→ **JOB**: Starting with the line that contains "Pardon the request, but", copy every line through the end of the data below, exactly and with nothing added.

%%

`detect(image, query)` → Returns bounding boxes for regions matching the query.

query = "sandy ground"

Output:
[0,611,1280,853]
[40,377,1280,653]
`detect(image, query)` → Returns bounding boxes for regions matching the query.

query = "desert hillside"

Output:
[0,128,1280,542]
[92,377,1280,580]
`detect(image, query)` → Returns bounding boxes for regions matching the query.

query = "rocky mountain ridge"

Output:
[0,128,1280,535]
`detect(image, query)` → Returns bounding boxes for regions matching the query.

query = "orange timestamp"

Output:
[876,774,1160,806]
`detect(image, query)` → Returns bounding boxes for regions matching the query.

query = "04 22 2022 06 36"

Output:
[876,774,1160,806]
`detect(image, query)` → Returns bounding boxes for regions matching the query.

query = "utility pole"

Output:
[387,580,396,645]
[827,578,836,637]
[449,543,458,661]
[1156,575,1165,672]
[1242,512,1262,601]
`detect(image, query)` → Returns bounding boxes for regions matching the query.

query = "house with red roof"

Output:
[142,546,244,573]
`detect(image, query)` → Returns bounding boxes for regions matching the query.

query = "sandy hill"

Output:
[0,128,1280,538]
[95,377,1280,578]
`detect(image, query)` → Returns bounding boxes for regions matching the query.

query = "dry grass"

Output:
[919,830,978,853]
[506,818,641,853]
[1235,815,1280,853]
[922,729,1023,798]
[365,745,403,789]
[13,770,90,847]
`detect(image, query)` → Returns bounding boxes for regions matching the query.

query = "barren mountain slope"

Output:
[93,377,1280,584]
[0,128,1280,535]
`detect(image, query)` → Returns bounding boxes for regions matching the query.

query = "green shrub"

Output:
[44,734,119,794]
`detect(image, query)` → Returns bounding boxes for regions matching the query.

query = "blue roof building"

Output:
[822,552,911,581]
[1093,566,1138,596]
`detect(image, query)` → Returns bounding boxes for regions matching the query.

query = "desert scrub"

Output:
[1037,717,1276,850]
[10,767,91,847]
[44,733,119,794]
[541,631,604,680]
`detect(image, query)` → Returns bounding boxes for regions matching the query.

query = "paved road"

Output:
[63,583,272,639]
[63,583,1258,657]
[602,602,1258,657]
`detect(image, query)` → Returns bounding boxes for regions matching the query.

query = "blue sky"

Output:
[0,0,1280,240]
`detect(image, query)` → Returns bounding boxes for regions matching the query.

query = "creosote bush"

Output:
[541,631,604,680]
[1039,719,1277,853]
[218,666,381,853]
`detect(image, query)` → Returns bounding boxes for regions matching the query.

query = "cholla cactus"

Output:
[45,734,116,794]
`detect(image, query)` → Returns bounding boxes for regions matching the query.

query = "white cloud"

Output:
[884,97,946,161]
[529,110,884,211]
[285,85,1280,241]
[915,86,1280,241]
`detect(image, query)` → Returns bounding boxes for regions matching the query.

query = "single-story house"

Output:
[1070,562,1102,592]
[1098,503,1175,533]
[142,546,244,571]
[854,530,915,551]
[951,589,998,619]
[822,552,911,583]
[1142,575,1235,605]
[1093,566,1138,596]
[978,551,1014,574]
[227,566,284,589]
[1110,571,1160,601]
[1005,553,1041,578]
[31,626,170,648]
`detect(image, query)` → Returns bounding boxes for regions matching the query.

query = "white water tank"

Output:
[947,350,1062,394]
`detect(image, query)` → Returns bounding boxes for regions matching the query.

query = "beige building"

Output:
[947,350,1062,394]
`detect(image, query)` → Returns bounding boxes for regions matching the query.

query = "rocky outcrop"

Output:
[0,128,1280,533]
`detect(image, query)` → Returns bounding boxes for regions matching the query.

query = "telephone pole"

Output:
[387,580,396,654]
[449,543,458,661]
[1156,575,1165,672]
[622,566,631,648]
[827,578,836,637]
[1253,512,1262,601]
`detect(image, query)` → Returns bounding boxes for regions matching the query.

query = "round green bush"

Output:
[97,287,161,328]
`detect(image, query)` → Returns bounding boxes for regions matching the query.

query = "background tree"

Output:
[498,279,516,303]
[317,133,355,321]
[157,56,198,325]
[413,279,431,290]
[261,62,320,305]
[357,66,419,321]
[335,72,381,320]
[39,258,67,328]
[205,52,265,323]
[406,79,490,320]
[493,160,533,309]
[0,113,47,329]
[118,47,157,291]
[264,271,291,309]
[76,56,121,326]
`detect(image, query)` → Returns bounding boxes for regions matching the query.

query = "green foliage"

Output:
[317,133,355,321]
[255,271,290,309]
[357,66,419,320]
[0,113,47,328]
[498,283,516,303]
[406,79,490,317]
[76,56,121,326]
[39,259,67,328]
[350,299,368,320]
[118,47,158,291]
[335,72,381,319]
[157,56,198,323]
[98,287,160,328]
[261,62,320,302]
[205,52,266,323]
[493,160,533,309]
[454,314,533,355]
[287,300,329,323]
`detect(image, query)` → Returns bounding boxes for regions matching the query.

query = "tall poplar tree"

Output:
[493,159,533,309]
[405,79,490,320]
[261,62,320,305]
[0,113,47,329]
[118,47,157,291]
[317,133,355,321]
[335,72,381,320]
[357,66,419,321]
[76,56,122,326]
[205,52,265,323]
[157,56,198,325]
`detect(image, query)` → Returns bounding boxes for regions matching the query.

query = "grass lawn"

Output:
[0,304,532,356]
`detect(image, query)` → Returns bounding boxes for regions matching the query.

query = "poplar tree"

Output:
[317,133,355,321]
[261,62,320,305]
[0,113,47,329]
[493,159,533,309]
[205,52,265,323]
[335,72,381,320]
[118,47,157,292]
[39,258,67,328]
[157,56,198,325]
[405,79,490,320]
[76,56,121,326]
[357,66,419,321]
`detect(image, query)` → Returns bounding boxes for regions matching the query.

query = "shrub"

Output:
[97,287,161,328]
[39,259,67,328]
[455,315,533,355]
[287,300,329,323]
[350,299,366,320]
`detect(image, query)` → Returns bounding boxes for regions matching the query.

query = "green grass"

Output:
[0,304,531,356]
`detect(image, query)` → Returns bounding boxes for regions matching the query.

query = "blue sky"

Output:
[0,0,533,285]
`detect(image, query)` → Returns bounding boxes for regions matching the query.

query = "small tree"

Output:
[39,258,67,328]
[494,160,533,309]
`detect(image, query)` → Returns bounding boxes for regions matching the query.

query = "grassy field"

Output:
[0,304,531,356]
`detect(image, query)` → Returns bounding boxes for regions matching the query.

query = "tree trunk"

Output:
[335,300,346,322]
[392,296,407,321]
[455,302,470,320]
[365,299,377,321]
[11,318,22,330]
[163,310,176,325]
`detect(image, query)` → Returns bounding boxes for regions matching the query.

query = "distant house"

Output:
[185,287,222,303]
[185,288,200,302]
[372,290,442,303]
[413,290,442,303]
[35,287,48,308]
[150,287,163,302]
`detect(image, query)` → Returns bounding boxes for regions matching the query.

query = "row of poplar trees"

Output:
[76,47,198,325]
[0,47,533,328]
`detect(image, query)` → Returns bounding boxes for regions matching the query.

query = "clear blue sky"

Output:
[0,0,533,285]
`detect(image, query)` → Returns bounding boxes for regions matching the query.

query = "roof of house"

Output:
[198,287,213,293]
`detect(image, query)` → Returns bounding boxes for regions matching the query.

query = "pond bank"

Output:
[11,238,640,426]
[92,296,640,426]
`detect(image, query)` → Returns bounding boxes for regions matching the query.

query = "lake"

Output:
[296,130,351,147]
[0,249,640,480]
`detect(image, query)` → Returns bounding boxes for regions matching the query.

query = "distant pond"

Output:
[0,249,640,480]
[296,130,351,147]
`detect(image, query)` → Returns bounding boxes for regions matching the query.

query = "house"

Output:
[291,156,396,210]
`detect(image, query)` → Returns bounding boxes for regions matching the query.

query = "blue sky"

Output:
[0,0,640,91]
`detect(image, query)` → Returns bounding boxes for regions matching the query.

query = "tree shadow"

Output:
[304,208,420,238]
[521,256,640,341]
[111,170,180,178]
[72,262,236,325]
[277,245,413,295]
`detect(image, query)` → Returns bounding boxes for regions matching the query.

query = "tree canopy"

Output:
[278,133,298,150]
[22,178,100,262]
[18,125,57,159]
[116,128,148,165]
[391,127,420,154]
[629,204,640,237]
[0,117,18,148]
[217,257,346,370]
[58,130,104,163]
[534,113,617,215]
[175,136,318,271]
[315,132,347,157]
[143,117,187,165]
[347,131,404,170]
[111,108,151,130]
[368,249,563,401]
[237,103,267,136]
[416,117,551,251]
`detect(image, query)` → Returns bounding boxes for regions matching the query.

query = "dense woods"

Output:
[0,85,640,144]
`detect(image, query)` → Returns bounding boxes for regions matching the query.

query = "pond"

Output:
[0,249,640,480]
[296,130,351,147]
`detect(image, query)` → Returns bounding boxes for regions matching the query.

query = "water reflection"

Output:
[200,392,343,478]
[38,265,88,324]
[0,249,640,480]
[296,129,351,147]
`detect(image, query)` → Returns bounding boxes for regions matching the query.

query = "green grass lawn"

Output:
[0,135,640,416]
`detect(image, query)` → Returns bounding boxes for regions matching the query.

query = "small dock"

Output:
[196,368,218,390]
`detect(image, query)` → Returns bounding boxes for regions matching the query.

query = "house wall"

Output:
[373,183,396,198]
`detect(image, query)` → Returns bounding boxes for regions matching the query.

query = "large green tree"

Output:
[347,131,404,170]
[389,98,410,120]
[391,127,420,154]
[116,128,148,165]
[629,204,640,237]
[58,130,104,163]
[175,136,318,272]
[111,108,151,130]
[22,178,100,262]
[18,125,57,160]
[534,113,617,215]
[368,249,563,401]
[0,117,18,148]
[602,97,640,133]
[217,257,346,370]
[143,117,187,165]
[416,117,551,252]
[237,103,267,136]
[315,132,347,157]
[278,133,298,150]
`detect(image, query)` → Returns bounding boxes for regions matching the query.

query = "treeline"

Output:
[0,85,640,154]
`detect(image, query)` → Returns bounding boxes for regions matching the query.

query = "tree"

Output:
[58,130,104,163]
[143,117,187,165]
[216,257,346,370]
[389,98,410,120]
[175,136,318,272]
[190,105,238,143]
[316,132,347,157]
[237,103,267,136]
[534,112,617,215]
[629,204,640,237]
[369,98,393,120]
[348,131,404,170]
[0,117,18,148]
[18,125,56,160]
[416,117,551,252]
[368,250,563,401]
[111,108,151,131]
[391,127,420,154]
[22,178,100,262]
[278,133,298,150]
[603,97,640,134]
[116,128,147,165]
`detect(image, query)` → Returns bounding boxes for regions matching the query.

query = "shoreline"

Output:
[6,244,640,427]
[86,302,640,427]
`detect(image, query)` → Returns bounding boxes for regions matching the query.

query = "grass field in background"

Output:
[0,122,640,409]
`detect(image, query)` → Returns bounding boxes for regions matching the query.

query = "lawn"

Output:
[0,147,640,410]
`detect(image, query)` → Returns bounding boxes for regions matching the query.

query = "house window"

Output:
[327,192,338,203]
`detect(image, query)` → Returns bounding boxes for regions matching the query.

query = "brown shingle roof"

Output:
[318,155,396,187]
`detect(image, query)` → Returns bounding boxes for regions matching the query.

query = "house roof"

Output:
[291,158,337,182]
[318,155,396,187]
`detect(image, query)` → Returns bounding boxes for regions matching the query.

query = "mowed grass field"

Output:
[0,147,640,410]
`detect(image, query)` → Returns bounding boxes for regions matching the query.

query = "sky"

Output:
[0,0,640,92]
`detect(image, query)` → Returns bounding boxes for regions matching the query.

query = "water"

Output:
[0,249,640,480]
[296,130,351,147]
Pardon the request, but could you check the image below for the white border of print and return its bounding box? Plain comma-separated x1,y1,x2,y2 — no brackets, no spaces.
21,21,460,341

%%

→ **REPLY TO THE EXERCISE**:
Pardon the request, but could you check the image below for the white border of print and return its bounding box? Plain comma-separated x1,y1,x2,y2 — no brackets, no spaces.
21,21,460,341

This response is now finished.